**EXCERPTED PASSAGE:**
________________________________________

"blaming the victim"

even sven and monstro, you’re more eloquent than I am. I was just going to say “Have you ever BEEN to the Internet?”

This could just go back and forth I guess so I will stop after this and let you have the last round if you want it.

Just being a study or data is by itself insufficient to qualify as evidence for or against a specific hypothesis: it has to test the hypothesis to be evidence regarding it.

A study or data that does not actually test a specific hypothesis in any meaningful way is not evidence regarding it.

Not sure why that is such a difficult concept.

Demonstrating that men who prey on drunk women go to where alcohol is served and drink with their victims-to-be is not any evidence regarding the question of “whether or not decreasing binge drinking or even drinking completely by males would have any impact on sexual assault frequency.”

________________________________________

**EXCERPTED DATA:**
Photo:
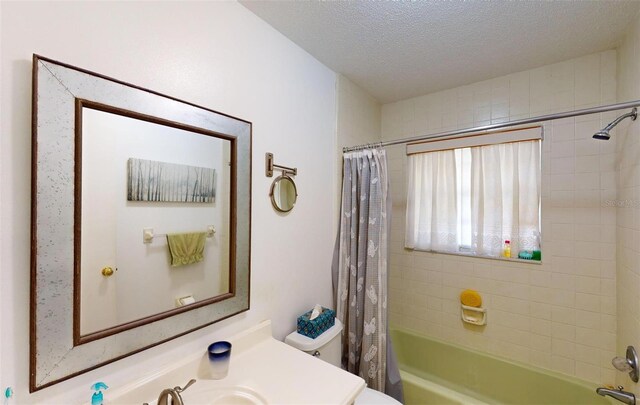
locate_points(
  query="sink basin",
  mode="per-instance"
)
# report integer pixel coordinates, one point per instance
(236, 395)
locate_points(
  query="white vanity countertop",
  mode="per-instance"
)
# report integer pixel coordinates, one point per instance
(276, 371)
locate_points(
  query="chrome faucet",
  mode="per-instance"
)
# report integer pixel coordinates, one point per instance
(174, 394)
(622, 396)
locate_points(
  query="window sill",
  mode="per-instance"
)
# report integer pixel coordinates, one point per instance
(463, 254)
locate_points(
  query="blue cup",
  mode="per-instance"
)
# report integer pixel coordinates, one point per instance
(219, 357)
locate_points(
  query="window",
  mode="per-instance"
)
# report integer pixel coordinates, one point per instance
(470, 195)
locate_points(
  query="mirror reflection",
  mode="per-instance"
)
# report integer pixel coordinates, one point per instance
(140, 182)
(283, 193)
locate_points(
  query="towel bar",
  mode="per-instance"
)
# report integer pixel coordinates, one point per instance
(148, 234)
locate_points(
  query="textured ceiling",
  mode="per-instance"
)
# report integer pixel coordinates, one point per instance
(401, 49)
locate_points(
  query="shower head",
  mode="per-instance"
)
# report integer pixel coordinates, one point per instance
(604, 135)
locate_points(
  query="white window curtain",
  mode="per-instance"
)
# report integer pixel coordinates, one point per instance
(473, 199)
(432, 208)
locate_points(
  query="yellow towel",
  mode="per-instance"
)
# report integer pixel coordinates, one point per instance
(186, 248)
(471, 298)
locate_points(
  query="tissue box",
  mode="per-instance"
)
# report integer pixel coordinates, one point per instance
(314, 328)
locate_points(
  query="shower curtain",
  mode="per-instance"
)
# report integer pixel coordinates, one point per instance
(360, 271)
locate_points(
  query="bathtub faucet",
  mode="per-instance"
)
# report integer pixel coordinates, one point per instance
(622, 396)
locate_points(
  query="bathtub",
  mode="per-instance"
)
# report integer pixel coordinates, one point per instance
(434, 372)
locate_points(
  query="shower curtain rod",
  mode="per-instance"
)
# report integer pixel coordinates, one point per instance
(540, 118)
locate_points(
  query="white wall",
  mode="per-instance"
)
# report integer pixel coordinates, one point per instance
(215, 54)
(628, 210)
(359, 120)
(112, 226)
(560, 315)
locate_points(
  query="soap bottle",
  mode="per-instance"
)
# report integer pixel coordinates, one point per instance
(97, 398)
(506, 252)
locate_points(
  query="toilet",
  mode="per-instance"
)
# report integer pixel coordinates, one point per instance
(327, 347)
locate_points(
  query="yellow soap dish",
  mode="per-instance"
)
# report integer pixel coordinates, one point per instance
(471, 298)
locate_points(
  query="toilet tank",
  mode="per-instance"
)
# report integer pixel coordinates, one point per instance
(326, 347)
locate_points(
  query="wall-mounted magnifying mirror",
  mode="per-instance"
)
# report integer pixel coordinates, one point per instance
(283, 193)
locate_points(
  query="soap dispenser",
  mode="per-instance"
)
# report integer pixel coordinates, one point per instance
(97, 398)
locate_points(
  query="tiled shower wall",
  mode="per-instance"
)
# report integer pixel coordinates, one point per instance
(560, 314)
(628, 207)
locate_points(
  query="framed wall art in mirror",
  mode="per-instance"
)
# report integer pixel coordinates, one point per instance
(141, 207)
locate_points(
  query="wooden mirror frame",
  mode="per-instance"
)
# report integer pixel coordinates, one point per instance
(57, 351)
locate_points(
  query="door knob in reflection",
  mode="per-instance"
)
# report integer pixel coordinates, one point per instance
(107, 271)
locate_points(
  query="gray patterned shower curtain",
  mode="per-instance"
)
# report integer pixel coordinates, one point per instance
(360, 271)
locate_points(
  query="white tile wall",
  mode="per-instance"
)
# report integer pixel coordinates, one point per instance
(628, 199)
(560, 314)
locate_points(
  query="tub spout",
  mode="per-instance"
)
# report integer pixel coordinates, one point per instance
(622, 396)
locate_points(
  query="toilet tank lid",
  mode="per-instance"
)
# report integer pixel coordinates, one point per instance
(307, 344)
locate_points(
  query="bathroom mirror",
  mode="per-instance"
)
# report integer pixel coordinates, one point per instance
(115, 169)
(283, 193)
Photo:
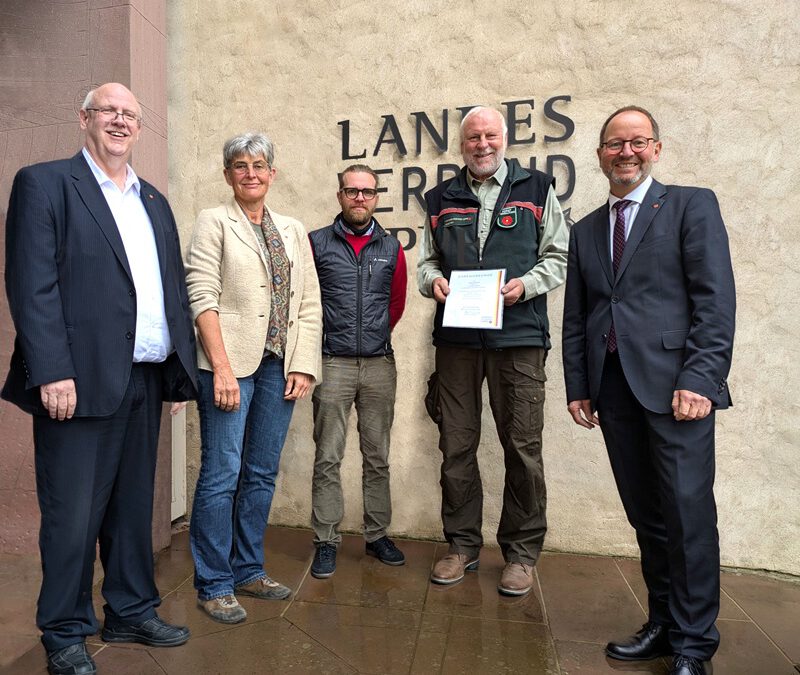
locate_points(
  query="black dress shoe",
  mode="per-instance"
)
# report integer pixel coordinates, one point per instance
(650, 642)
(72, 660)
(689, 665)
(153, 632)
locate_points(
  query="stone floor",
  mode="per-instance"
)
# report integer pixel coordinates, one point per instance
(372, 618)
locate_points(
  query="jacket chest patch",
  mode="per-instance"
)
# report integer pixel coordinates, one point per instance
(507, 218)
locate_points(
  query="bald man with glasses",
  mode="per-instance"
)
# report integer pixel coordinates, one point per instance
(649, 313)
(96, 290)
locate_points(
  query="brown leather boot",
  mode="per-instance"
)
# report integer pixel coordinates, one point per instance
(516, 579)
(451, 568)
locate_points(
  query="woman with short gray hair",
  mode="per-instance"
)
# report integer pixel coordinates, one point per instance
(255, 299)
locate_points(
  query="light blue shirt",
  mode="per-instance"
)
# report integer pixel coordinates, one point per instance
(631, 210)
(153, 342)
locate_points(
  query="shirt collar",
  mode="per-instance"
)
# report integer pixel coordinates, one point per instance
(499, 176)
(363, 233)
(132, 180)
(636, 195)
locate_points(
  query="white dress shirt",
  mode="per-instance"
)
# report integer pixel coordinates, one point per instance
(631, 210)
(153, 342)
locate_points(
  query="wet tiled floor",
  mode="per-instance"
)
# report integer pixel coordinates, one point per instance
(373, 618)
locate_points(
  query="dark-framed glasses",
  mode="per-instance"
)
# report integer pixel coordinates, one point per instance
(638, 144)
(352, 193)
(111, 114)
(259, 167)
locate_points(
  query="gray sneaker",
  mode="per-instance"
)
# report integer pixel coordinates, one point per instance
(265, 589)
(225, 609)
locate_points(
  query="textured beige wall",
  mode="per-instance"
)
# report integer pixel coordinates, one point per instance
(721, 76)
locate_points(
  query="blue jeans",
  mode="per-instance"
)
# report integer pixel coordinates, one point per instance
(241, 451)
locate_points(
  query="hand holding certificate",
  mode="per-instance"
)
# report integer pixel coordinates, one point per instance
(475, 300)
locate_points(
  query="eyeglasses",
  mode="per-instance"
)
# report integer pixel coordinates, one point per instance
(259, 168)
(638, 144)
(352, 193)
(111, 114)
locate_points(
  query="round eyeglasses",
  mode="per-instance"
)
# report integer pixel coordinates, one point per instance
(638, 144)
(352, 193)
(112, 113)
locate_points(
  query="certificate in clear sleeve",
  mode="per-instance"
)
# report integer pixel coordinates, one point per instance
(475, 300)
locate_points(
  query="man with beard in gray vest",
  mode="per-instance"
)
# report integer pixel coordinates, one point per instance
(493, 214)
(362, 276)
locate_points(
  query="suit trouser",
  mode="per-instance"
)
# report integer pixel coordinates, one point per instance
(370, 384)
(94, 479)
(515, 379)
(664, 470)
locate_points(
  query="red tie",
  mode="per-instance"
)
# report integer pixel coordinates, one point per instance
(619, 248)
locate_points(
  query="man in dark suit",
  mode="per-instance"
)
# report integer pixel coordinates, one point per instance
(647, 340)
(96, 289)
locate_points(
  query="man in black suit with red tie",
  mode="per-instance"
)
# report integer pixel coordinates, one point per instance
(649, 315)
(97, 293)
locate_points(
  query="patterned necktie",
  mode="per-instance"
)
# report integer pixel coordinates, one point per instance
(619, 248)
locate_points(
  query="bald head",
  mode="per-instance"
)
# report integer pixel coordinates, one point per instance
(483, 141)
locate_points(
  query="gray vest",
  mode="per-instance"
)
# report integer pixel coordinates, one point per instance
(355, 291)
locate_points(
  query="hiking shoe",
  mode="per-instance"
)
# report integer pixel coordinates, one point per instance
(452, 567)
(265, 589)
(516, 579)
(384, 550)
(324, 564)
(225, 609)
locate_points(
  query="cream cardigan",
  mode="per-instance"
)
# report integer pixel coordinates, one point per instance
(226, 272)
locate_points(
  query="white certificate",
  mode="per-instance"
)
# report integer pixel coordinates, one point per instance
(475, 300)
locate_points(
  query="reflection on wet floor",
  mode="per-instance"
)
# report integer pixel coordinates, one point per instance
(374, 618)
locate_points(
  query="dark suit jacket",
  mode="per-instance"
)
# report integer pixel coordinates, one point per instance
(673, 300)
(72, 296)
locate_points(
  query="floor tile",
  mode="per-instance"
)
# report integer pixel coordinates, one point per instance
(587, 599)
(14, 647)
(632, 571)
(366, 582)
(497, 647)
(173, 567)
(378, 640)
(476, 595)
(773, 604)
(274, 646)
(587, 658)
(744, 650)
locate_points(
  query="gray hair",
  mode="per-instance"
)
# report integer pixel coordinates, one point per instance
(475, 111)
(252, 143)
(88, 102)
(629, 108)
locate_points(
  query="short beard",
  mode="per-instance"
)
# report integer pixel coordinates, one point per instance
(499, 157)
(617, 180)
(357, 221)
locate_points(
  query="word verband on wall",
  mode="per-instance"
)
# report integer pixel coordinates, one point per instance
(412, 181)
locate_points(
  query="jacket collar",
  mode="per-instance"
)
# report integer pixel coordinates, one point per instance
(652, 202)
(459, 188)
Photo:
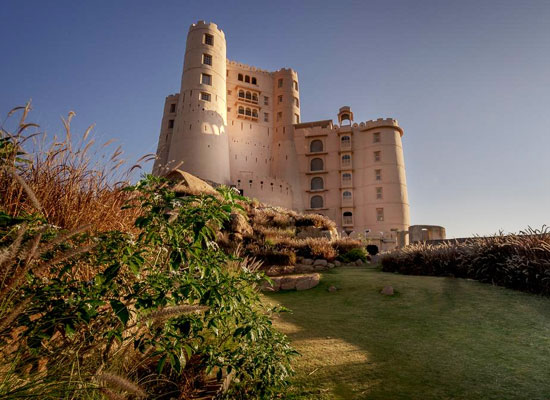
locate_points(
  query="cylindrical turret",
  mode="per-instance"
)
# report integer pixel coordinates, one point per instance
(286, 96)
(200, 141)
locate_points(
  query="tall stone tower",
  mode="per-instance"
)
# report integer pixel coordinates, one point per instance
(197, 134)
(286, 99)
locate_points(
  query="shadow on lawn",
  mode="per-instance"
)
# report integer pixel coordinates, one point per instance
(436, 338)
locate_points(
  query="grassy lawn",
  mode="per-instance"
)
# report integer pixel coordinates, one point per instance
(437, 338)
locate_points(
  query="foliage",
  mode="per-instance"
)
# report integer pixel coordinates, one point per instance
(372, 249)
(517, 261)
(148, 313)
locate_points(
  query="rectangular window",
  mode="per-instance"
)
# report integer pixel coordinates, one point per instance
(207, 59)
(208, 39)
(206, 79)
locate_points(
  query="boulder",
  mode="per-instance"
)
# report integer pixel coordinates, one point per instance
(301, 268)
(275, 286)
(321, 262)
(239, 224)
(288, 282)
(388, 290)
(185, 183)
(307, 282)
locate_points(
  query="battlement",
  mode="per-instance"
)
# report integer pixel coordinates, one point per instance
(371, 124)
(204, 24)
(246, 67)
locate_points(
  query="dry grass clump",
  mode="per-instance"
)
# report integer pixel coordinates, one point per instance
(75, 183)
(517, 261)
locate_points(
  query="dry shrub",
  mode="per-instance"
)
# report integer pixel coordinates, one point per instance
(344, 245)
(517, 261)
(76, 181)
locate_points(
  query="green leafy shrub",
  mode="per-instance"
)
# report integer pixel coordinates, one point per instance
(142, 313)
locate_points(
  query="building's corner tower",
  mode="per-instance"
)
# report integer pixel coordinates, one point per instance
(199, 142)
(286, 98)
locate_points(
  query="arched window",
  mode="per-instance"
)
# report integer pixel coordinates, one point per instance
(317, 183)
(316, 146)
(316, 202)
(348, 218)
(346, 159)
(317, 164)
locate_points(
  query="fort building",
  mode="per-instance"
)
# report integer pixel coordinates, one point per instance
(239, 125)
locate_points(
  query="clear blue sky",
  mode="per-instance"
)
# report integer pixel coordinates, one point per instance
(469, 81)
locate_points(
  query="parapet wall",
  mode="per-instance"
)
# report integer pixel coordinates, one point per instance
(267, 190)
(208, 25)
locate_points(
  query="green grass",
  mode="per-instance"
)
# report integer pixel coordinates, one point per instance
(437, 338)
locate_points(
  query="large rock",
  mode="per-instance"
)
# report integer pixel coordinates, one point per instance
(288, 283)
(308, 282)
(275, 286)
(239, 224)
(291, 282)
(185, 183)
(321, 262)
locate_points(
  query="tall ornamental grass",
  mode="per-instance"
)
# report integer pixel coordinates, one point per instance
(517, 261)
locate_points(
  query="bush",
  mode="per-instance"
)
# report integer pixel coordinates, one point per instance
(354, 255)
(518, 261)
(84, 313)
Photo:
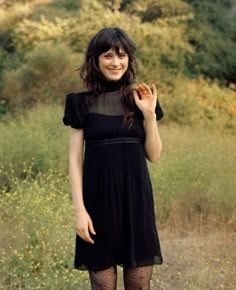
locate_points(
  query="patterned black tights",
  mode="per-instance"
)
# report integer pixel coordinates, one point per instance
(134, 278)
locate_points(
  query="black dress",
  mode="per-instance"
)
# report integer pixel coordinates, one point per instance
(117, 190)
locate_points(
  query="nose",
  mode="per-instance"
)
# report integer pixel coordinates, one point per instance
(115, 61)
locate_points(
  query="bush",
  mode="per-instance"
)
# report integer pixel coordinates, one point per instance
(36, 139)
(153, 9)
(194, 179)
(37, 240)
(47, 74)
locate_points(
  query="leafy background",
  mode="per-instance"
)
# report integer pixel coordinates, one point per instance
(188, 49)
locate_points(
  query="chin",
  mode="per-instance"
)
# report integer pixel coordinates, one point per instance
(114, 78)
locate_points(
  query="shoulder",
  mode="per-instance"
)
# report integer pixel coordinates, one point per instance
(77, 97)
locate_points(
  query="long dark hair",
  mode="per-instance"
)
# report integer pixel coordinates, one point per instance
(93, 79)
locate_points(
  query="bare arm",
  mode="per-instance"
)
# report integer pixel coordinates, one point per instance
(76, 167)
(147, 105)
(83, 222)
(153, 144)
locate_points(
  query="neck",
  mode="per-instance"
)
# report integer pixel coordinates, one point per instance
(111, 86)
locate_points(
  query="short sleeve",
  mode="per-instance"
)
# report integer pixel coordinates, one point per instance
(76, 110)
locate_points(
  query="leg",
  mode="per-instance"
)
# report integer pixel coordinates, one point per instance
(104, 279)
(137, 278)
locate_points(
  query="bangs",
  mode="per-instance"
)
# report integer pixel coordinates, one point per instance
(115, 39)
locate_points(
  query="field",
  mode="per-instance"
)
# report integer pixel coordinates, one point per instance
(194, 187)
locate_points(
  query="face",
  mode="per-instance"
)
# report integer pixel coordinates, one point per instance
(112, 64)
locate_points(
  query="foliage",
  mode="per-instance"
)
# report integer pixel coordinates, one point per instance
(36, 214)
(37, 244)
(153, 9)
(47, 74)
(212, 32)
(33, 139)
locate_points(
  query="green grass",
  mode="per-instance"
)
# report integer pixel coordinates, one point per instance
(193, 185)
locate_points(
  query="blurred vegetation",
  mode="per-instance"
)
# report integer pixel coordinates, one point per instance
(193, 186)
(186, 47)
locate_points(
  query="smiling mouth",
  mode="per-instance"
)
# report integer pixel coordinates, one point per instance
(115, 70)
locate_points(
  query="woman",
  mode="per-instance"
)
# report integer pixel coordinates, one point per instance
(110, 184)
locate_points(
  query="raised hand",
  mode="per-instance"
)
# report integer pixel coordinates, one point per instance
(148, 99)
(84, 226)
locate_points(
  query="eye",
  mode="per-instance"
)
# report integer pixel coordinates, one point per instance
(122, 55)
(107, 55)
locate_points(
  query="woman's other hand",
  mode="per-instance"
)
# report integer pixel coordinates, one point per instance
(84, 226)
(146, 99)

________________________________________

**WRITTEN TASK:** Write the next part of the forum comment about evidence, drinking and sexual assault, continuing after its final sentence.

**RESULT OF THE EXERCISE:**
The study that demonstrated greater frequency of intimate partner sexual abuse on days of increasing alcohol consumption is evidence that addresses the question. With that study pointed out I ceded that my “bold claim” of “no evidence” was a statement too far. That evidence is not proof but it is indeed evidence as it provides some meaningful test of the hypothesis. My claim of “no evidence” was incorrect.

But if it makes it more easily comprehended by you then feel free to change my phrase to “convincing evidence” or “meaningful evidence” or “evidence that tests the hypothesis of” or some other qualifier. I can live with that.

I absolutely 100% believe you, although I’m not sure I read much about it on the SDMB.

But the quote I’m talking about is:

Which I think is a major overstatement. Certainly it would be ridiculous to say that Bill Cosby was “erased”. If the quote was:

I would not have batten an eyelid.

There’s a strong case to be made for all sorts of rape culture issues. Hyperbolically overstating that case just makes the argument weaker, and plays into the stereotypes the MRA crowd fervently want to believe.

No, it doesn’t. I think you are confusing what is known as “scientific evidence” with the much broader concept of “evidence”. There are contexts in which one could reasonably expect a remark about evidence to be understood as referring to scientific evidence, but in an IMHO discussion that’s really not playing fair.

I find it depressing that this is all you got out of Abbey’s review of the research. I truly have been wasting my time.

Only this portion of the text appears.